One number should be the full reply: how many lines of the material below contain "boulder".
--- --- ---
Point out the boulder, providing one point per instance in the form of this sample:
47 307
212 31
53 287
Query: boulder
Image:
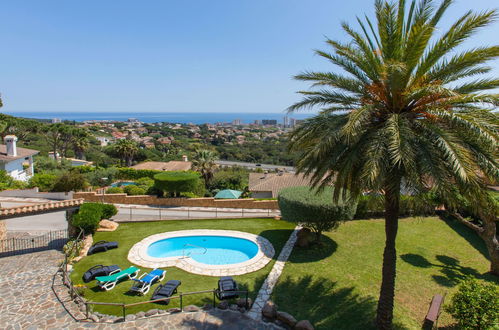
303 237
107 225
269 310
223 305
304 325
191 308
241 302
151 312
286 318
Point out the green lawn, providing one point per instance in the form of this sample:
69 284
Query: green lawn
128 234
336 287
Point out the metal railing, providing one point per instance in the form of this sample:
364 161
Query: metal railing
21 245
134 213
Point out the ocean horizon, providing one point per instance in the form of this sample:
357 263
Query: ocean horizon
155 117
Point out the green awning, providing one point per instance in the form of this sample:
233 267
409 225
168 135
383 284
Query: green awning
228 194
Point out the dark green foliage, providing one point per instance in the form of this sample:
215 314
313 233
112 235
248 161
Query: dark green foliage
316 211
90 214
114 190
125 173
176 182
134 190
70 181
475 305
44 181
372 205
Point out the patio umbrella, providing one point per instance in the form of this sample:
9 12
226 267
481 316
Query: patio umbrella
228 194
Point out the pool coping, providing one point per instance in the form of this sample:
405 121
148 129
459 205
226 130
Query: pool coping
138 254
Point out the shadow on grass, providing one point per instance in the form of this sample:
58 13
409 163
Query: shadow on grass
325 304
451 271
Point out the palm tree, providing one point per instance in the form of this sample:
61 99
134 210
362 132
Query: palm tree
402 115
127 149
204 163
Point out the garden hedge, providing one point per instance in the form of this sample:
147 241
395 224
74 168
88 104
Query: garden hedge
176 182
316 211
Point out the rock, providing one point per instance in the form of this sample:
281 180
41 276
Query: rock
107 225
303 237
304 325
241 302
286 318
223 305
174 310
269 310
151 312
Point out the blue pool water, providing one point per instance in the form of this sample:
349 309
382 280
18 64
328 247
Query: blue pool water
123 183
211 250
--- --- ---
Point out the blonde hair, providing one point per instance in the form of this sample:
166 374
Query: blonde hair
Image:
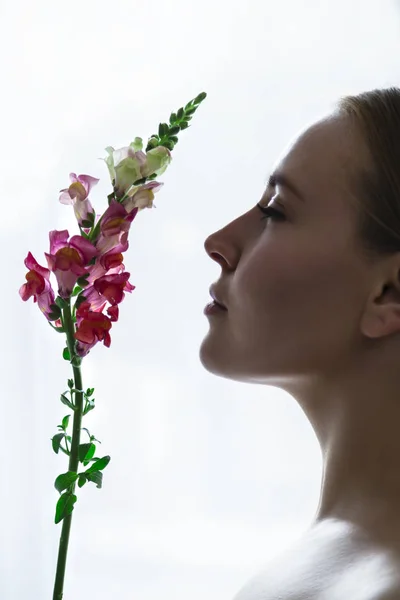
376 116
--- --- ---
● Written response:
2